• _WHAT TO PRODUCE_
Whenever a line contains the string "below", copy it out of the entries.

• _DATA_
════════

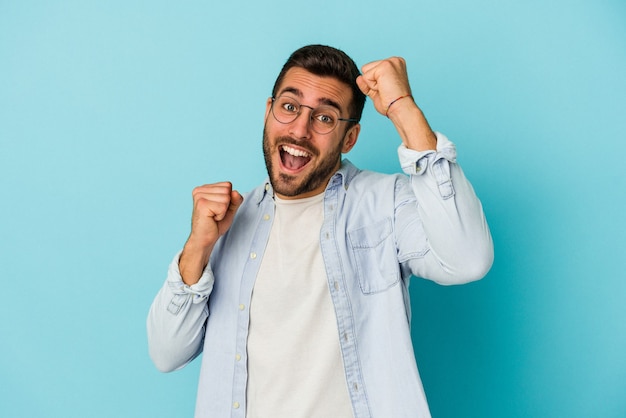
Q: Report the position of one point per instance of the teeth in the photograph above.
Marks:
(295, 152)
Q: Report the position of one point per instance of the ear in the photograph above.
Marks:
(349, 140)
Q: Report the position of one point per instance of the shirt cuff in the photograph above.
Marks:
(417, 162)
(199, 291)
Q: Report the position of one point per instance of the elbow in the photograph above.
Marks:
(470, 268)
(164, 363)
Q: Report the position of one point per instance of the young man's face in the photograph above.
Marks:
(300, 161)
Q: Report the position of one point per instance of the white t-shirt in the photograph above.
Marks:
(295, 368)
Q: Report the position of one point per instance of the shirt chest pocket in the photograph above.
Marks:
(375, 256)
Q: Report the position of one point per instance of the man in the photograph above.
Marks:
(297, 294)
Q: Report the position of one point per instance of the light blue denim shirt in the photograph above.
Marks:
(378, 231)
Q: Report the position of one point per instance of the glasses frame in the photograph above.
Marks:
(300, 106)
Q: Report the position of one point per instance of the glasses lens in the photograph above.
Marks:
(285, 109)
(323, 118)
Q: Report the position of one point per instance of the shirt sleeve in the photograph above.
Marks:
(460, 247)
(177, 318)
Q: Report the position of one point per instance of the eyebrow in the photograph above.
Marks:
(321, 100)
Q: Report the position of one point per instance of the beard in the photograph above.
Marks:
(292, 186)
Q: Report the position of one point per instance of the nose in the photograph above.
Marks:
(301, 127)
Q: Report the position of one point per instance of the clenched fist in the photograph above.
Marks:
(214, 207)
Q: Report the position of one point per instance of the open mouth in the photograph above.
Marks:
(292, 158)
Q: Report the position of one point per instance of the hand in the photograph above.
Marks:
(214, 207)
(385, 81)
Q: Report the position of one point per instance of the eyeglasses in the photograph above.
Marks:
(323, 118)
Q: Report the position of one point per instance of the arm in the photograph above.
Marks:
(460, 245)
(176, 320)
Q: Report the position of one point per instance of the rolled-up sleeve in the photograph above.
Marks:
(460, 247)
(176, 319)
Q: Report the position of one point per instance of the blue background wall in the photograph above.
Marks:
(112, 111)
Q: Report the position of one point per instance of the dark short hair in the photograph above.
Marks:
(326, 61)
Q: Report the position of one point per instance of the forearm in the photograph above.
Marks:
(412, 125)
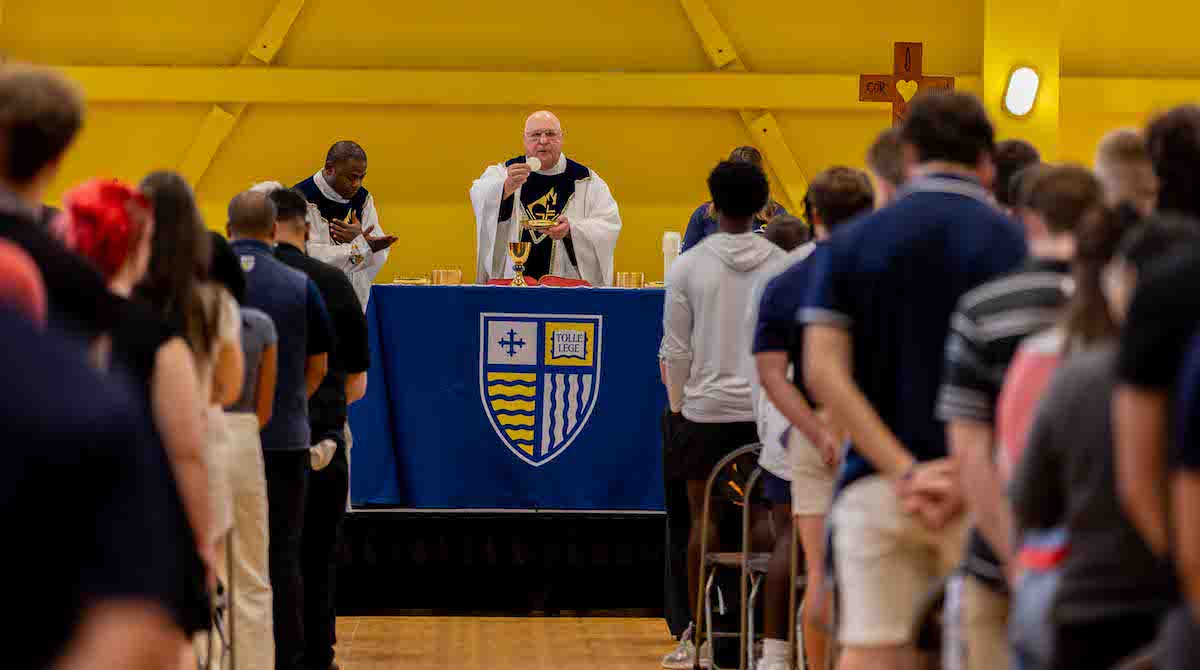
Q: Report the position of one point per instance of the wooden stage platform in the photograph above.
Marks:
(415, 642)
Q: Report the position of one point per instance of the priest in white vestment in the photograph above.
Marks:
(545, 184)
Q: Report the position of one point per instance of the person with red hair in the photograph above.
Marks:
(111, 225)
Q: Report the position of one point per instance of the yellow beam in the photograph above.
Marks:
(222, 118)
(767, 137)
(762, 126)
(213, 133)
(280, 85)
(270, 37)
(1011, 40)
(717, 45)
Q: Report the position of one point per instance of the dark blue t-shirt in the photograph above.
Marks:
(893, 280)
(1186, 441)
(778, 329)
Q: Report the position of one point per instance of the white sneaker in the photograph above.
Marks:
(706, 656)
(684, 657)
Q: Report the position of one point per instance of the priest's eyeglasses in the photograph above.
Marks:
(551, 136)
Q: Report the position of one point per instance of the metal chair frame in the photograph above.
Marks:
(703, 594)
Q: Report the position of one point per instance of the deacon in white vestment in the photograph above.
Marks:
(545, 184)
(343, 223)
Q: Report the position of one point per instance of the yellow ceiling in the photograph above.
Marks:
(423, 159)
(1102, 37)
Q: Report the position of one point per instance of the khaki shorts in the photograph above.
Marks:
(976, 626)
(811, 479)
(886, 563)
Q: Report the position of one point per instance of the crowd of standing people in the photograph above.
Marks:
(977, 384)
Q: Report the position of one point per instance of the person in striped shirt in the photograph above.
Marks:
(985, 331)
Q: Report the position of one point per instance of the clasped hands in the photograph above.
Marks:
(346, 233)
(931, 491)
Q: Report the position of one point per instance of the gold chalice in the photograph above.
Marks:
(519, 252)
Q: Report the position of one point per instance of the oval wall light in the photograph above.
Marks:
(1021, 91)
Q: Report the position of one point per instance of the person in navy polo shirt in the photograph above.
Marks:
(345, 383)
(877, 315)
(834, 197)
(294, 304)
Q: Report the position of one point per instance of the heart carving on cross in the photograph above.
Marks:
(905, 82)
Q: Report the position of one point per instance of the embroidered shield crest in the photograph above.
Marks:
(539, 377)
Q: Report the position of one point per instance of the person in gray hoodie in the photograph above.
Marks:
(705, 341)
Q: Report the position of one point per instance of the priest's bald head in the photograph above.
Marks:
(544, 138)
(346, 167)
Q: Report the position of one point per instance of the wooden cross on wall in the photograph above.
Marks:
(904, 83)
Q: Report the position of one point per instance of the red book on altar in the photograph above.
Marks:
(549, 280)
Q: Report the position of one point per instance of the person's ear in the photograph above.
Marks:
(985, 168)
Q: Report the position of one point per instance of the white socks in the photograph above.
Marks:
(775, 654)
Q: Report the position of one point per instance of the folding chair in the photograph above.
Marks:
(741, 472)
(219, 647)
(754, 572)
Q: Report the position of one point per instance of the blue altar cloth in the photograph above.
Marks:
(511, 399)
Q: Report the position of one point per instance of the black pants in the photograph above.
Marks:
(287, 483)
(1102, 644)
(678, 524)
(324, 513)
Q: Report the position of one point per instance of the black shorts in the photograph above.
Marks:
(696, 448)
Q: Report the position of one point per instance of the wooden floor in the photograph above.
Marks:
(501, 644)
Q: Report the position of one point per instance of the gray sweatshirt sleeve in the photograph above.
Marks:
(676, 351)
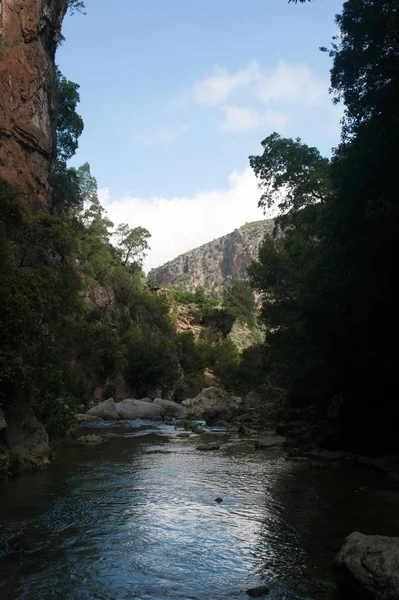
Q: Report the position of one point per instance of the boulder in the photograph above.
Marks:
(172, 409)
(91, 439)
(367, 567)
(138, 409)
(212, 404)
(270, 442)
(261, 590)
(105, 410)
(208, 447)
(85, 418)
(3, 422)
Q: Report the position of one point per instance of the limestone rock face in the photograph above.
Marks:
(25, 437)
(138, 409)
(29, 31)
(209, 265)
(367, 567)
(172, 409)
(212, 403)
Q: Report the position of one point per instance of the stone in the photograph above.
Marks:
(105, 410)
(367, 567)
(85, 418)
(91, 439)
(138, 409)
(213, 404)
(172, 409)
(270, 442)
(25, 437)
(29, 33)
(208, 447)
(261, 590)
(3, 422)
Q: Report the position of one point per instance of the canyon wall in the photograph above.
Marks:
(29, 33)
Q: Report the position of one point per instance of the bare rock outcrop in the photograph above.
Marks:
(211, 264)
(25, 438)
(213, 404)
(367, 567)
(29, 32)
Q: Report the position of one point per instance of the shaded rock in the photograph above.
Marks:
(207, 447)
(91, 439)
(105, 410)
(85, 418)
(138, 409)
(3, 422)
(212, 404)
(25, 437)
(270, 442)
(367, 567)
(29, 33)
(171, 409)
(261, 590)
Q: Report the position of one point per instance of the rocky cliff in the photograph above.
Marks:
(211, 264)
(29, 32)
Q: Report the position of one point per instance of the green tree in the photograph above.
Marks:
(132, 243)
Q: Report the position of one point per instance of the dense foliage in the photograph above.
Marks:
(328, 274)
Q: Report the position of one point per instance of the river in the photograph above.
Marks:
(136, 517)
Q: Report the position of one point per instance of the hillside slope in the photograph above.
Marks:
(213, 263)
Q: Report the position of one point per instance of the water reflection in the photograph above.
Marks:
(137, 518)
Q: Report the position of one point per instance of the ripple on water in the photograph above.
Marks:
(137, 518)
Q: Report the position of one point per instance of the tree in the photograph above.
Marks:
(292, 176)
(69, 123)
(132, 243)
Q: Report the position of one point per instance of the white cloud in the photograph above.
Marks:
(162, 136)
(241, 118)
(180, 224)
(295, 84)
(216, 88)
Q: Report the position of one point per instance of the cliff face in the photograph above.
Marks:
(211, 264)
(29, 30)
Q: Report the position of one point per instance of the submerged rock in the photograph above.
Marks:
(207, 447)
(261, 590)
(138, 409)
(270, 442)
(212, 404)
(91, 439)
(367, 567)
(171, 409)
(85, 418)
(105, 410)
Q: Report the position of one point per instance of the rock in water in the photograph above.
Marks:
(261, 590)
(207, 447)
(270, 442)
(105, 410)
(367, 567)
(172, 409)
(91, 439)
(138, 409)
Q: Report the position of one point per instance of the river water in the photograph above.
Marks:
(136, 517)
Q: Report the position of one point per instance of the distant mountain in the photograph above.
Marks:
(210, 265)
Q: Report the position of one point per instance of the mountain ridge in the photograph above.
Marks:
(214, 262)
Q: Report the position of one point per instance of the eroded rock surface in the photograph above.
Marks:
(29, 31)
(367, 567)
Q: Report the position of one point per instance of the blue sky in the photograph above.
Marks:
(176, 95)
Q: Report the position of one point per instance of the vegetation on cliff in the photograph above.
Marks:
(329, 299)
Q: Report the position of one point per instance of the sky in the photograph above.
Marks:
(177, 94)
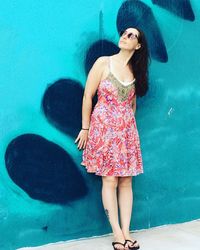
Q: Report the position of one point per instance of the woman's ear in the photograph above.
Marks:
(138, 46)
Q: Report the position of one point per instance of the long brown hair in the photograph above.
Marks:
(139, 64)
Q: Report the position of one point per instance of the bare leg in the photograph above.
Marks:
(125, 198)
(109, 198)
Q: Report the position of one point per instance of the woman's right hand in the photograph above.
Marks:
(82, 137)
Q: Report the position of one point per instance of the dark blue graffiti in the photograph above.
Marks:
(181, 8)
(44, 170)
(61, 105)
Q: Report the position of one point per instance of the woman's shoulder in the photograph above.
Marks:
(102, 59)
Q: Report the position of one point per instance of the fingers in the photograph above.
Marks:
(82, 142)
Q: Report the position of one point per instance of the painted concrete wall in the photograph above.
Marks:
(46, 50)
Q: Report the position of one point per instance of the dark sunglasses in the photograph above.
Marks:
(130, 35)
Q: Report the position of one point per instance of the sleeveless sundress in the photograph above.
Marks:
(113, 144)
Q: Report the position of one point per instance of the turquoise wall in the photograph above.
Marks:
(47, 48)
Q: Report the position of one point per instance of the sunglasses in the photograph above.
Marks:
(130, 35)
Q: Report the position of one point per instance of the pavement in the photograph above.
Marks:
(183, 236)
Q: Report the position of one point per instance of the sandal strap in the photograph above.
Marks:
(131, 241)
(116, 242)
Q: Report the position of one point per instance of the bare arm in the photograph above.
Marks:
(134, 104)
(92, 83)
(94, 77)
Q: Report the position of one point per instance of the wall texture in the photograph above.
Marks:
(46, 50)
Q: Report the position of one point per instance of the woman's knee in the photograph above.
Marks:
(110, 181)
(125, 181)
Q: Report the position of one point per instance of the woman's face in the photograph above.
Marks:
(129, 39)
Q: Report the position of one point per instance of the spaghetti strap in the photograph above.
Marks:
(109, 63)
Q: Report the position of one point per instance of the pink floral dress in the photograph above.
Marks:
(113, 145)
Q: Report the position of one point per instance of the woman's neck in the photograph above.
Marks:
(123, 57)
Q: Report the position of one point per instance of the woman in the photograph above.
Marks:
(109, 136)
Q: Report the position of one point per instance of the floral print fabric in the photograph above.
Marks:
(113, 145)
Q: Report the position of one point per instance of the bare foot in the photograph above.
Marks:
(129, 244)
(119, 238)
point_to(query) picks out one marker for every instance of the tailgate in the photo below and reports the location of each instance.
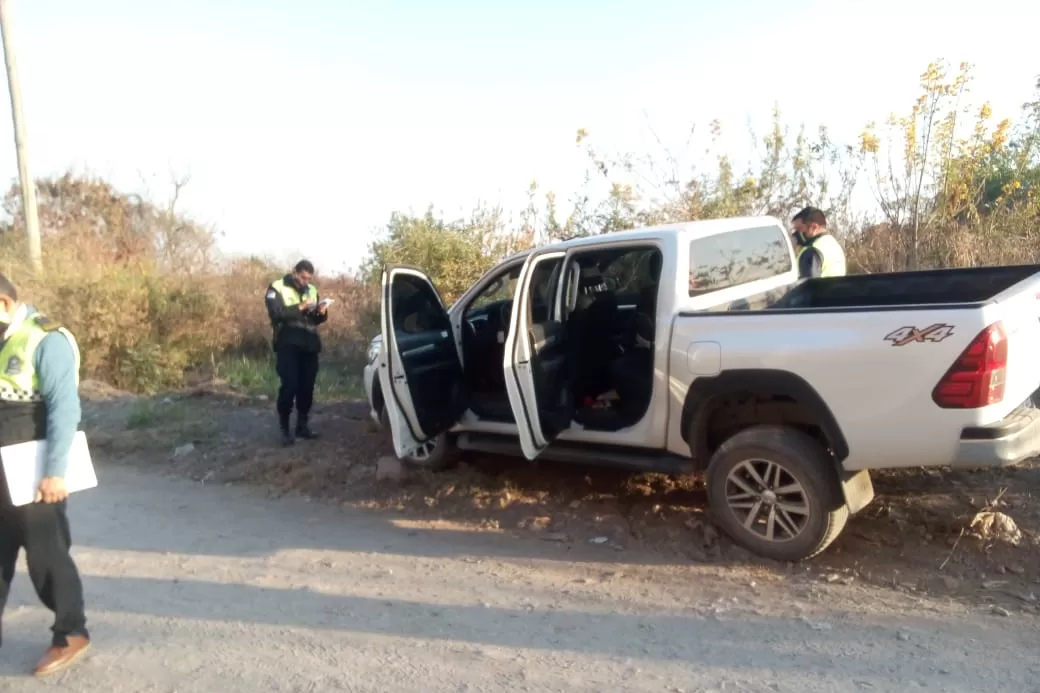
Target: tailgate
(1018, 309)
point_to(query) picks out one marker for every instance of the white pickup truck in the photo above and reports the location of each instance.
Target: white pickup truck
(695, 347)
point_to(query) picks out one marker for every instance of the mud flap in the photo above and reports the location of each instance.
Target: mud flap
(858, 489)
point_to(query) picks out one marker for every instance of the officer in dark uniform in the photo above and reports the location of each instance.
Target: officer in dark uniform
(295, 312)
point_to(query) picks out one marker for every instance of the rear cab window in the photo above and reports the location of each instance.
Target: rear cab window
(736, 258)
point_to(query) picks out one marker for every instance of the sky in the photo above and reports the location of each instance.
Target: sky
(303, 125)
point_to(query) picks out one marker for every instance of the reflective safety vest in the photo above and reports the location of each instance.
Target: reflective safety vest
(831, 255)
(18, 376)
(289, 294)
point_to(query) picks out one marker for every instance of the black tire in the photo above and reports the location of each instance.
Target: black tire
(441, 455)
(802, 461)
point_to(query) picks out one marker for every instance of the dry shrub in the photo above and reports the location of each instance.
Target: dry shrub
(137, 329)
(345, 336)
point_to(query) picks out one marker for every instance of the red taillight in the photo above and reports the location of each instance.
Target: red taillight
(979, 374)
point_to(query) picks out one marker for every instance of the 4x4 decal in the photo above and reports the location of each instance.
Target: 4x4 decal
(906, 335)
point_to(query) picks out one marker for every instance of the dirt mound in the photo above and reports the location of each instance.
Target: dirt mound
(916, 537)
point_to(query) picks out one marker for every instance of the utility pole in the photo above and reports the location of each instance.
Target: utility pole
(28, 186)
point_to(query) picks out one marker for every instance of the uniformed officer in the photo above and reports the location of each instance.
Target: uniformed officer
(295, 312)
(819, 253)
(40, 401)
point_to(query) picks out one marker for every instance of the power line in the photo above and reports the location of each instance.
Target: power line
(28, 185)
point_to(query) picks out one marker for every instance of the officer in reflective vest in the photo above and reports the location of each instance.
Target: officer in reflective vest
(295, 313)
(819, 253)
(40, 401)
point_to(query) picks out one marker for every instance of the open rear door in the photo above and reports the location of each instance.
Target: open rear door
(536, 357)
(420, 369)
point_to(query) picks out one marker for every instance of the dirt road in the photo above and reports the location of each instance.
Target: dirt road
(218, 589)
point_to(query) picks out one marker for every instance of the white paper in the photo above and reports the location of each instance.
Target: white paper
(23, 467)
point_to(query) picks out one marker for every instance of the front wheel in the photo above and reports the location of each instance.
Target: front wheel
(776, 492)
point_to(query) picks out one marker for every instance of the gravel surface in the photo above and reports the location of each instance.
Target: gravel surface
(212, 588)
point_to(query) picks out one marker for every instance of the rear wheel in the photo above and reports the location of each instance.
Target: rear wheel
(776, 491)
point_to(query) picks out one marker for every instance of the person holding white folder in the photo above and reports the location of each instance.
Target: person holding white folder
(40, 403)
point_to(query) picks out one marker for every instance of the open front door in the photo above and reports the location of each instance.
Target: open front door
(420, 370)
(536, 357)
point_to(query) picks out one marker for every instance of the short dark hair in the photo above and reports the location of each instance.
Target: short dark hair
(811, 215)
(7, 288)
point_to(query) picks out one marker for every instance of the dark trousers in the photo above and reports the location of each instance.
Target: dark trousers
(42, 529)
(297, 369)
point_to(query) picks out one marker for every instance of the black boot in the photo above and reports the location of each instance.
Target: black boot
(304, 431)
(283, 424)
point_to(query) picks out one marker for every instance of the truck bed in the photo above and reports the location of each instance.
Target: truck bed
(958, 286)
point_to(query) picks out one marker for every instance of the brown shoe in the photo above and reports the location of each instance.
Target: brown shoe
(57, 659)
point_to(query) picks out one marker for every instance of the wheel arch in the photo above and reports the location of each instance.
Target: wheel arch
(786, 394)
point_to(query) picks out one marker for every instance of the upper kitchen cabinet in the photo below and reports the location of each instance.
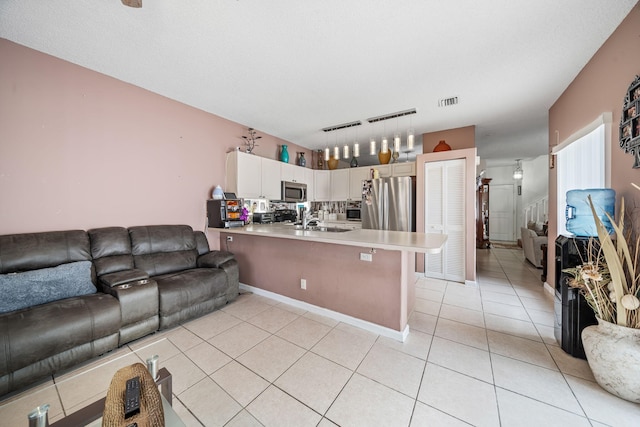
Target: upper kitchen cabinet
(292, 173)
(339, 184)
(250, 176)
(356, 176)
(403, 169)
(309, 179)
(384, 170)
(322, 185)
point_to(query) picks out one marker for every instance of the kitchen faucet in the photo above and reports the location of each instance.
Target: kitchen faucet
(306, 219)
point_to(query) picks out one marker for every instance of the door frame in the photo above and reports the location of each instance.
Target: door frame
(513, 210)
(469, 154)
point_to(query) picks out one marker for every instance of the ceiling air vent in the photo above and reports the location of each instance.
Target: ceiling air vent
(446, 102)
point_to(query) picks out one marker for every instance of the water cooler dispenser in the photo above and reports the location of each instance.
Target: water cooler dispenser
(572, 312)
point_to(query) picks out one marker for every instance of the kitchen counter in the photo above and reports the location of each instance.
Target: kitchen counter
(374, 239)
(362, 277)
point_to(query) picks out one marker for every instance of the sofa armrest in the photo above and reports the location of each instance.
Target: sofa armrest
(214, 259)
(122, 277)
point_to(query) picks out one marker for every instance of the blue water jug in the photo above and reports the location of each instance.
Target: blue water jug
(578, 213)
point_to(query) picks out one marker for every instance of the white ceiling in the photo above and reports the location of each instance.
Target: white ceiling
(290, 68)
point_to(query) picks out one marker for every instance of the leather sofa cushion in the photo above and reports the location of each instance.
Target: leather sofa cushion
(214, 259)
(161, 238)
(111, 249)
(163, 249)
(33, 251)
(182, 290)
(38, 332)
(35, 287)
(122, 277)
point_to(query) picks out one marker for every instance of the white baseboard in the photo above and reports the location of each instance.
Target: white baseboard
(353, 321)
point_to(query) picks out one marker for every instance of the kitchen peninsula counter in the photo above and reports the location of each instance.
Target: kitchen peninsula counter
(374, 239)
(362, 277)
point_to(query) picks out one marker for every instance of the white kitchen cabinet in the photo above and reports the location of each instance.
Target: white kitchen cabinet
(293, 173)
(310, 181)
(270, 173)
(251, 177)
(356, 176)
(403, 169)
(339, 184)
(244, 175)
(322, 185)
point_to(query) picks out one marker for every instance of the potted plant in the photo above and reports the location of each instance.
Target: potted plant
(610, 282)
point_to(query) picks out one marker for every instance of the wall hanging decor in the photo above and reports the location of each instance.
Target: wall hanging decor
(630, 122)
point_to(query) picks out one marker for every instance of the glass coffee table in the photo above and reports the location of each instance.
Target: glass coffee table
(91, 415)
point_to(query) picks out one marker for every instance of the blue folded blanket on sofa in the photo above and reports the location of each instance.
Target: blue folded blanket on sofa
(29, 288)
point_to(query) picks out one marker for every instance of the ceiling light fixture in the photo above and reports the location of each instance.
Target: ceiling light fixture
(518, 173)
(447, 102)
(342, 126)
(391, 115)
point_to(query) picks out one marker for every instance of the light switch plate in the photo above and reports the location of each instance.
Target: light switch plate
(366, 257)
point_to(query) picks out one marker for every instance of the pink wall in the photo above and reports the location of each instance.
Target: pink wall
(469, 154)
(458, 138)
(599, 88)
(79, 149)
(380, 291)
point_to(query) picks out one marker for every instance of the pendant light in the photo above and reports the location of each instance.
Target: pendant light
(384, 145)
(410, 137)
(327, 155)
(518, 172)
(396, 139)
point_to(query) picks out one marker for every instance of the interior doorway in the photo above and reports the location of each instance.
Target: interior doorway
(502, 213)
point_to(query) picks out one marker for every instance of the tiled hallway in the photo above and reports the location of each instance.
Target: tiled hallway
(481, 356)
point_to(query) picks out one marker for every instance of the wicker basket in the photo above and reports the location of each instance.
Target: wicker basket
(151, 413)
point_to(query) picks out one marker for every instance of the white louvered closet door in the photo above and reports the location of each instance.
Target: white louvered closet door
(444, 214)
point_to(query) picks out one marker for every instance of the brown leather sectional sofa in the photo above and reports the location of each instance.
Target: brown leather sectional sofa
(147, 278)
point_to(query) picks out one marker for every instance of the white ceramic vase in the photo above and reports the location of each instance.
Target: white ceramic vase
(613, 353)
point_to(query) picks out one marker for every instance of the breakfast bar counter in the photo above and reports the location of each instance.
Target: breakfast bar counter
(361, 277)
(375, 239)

════════

• _ANSWER AREA_
point_to(query) picks out one marker for every instance of the tailgate in the photo below and reports the location of each instance.
point_to(query) picks out one marker for every instance of the upper kitchen cabinet in the photo below and reports the location of each instance.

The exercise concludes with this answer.